___ 所给文本 ___

Flume Agent内部原理
架构图
如有问题,欢迎指正,学习中,勿喷! 
主要组件
- Source
- Channel Processor
- Interceptor
- Channel Selector
- Replicating Channel Selector (default,类似MQ的订阅模式)
- Multiplexing Channel Selector(多路复用,需要配合自定义Interceptor添加自定义header,根据配置策略进行channel的选择)
- Custom Channel Selector
- Sink Processor
- Default Sink Processor(只接受一个sink,即Processor下游只能有一个sink)
- Failover Sink Processor(故障转移,可以配置多个sink,根据优先级进行故障切换,同一时刻只有一个工作者)
- Load balancing Sink Processor(负载均衡,多个sink共同协作,同一时刻,可以并行工作)
- Sink
其中黑体部分为重点内容
进阶案例
使用avro对flume进行拓扑连接
复制
练习重点:Channel Selector 复制选择器,也是默认情况 场景案例: 假设我们有三台机器,hadoop102、hadoop102、hadoop103。其中hadoop101需要从本地端口监听数据,并将数据分别下发给hadoop102、hadoop103
所以架构设计图为  问题:为什么这里我们hadoop101使用了两个Channel?? 答:是因为如果我们这里使用的是一个Channel,无法在向下同时推送进入两个sink,因为Sink Processor只有failover 和load balancing 两种策略是可以接收多个sink的,但是他们又不是复制分发的策略。
hadoop101配置文件
a1.sources = r1
a1.sinks = k1 k2
a1.channels = c1 c2
a1.sources.r1.type = netcat
a1.sources.r1.bind = hadoop101
a1.sources.r1.port = 4141
a1.sinks.k1.type = avro
a1.sinks.k1.channel = c1
a1.sinks.k1.hostname = hadoop102
a1.sinks.k1.port = 4142
a1.sinks.k2.type = avro
a1.sinks.k2.channel = c1
a1.sinks.k2.hostname = hadoop103
a1.sinks.k2.port = 4143
a1.channels.c1.type = memory
a1.channels.c1.capacity = 1000
a1.channels.c1.transactionCapacity = 100
a1.channels.c2.type = memory
a1.channels.c2.capacity = 1000
a1.channels.c2.transactionCapacity = 100
a1.sources.r1.selector.type = replicating
a1.sources.r1.channels = c1 c2
a1.sinks.k1.channel = c1
a1.sinks.k2.channel = c2
hadoop102配置文件
a1.sources = r1
a1.sinks = k1
a1.channels = c1
a1.sources.r1.type = avro
a1.sources.r1.channels = c1
a1.sources.r1.bind = hadoop102
a1.sources.r1.port = 4142
a1.sinks.k1.type = logger
a1.channels.c1.type = memory
a1.channels.c1.capacity = 1000
a1.channels.c1.transactionCapacity = 100
a1.sources.r1.channels = c1
a1.sinks.k1.channel = c1
hadoop103配置文件
a1.sources = r1
a1.sinks = k1
a1.channels = c1
a1.sources.r1.type = avro
a1.sources.r1.channels = c1
a1.sources.r1.bind = hadoop103
a1.sources.r1.port = 4143
a1.sinks.k1.type = logger
a1.channels.c1.type = memory
a1.channels.c1.capacity = 1000
a1.channels.c1.transactionCapacity = 100
a1.sources.r1.channels = c1
a1.sinks.k1.channel = c1
故障转移
考察重点:Sink Processor的策略 案例:需求与上述类似,本次hadoop102、hadoop103不在是接收相同的数据,而是hadoop103作为hadoo102的热备份,当hadoop102宕机时通过hadoop103来接收数据。

___

▶ 书面练习 1:
根据关于 Flume Agent 内部原理的文本,回答下列问题:
(a) Default Sink Processor 下游可以有几个 sink?
(b) hadoop102 配置文件中 a1.sources.r1.port 的值是多少?
(c) 文中将 Replicating Channel Selector 比作什么?
▶ 书面练习 2: 把关于 Flume Agent 内部原理的文本中从“- Custom Channel”起、一直到“Failover Sink Processor(故障转移,可以配置多个sink,根据优先级进行故障切换,同一时刻只有一个工作者)”为止的全部内容原样抄录下来。
▶ 书面练习 3:
判断下列说法是否与关于 Flume Agent 内部原理的文本相符。每项答“是”或“否”,并引用文中起决定作用的原话:
(a) Failover Sink Processor 在同一时刻只有一个 sink 在工作。
(b) hadoop101 配置文件中 source 的类型为 avro。
(c) Load balancing Sink Processor 中的多个 sink 在同一时刻不能并行工作。

___ 所给条目 ___

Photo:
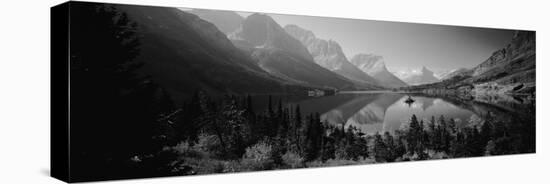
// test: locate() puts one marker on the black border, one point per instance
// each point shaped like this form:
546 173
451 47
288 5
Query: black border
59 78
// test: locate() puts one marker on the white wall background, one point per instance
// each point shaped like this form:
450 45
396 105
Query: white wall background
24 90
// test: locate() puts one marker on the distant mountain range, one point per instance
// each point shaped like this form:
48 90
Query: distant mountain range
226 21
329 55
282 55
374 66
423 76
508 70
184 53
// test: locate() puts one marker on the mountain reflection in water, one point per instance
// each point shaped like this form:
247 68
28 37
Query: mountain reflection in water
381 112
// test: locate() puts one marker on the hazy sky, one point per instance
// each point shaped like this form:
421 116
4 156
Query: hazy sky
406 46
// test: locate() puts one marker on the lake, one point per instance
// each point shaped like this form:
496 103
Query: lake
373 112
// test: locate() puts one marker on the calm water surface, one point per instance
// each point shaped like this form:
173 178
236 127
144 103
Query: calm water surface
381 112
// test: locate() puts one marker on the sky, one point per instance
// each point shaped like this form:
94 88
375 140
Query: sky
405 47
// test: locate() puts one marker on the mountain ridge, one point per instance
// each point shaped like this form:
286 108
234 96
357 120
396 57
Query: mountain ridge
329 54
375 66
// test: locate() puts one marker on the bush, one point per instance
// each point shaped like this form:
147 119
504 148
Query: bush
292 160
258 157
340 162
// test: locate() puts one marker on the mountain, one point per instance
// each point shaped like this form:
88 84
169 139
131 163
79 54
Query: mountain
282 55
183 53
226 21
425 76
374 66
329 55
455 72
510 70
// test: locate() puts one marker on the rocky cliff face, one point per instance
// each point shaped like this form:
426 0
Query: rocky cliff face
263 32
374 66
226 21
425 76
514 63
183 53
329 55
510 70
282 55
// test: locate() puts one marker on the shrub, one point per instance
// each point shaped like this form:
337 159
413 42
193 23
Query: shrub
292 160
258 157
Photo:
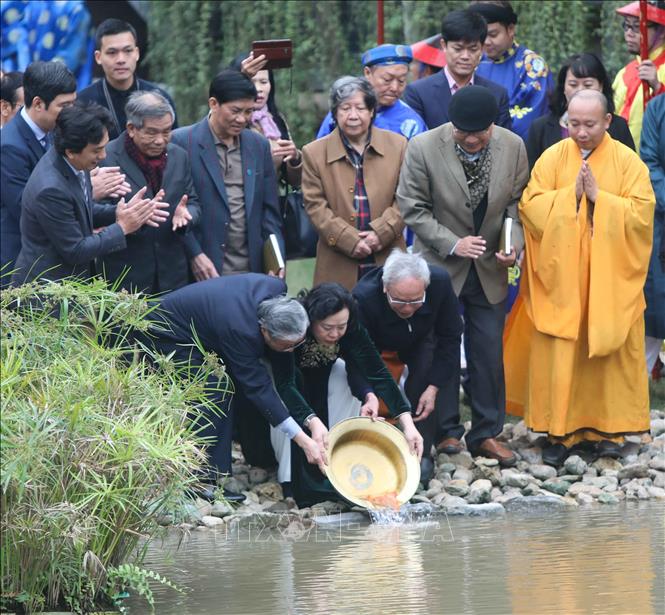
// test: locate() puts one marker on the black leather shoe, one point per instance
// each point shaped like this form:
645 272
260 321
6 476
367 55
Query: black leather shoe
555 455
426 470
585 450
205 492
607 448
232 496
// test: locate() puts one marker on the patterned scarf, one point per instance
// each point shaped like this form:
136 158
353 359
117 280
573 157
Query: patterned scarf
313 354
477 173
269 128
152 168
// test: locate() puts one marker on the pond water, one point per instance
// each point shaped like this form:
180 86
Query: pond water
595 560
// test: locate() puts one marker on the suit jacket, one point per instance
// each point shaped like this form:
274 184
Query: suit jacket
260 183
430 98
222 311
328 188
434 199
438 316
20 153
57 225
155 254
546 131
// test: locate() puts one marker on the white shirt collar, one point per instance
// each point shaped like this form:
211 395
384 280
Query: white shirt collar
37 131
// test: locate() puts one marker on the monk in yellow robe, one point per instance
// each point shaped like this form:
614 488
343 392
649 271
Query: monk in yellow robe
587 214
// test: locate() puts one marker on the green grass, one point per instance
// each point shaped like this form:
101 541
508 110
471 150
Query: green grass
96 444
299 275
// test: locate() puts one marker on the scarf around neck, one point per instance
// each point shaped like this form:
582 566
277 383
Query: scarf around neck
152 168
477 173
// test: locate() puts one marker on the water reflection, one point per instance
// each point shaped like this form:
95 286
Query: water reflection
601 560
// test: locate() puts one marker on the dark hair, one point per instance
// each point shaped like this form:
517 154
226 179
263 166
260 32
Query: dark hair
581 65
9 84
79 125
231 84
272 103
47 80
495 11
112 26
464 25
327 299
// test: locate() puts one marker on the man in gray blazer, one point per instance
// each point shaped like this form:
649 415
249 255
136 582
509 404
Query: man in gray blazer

___

▶ 预期输出 1:
(a) 只能有一个 sink。
(b) 4142。
(c) 类似 MQ 的订阅模式。

▶ 预期输出 2:
- Custom Channel Selector
- Sink Processor
- Default Sink Processor(只接受一个sink,即Processor下游只能有一个sink)
- Failover Sink Processor(故障转移,可以配置多个sink,根据优先级进行故障切换,同一时刻只有一个工作者)

▶ 预期输出 3:
(a) 是。“同一时刻只有一个工作者”
(b) 否。“a1.sources.r1.type = netcat”
(c) 否。“同一时刻,可以并行工作”